▶ _What you need to do_
Go through the data below and gather each line containing "clicks".

----- Task data

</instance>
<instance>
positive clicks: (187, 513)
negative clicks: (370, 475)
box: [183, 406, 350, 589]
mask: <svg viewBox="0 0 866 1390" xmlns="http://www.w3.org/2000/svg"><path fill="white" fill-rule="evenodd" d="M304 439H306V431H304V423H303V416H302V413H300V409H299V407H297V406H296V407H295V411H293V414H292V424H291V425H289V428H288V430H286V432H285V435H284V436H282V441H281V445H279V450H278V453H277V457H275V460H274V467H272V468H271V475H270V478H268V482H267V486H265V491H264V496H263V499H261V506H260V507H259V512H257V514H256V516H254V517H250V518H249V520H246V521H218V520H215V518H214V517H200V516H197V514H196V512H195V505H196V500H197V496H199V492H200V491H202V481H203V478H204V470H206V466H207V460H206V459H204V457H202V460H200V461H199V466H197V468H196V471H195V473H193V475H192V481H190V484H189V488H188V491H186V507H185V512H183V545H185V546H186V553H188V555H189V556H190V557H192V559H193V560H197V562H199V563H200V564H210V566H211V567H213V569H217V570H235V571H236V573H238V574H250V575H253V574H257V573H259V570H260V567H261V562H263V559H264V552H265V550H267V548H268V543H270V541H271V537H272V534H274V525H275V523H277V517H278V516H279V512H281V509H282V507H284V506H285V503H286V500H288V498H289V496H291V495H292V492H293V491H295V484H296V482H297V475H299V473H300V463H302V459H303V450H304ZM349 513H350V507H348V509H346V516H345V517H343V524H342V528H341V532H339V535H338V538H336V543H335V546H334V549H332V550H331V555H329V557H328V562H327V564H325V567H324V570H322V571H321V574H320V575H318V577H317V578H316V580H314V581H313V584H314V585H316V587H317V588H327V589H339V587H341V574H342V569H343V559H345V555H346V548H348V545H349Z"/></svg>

----------

▶ _Output below_
positive clicks: (187, 513)
negative clicks: (370, 475)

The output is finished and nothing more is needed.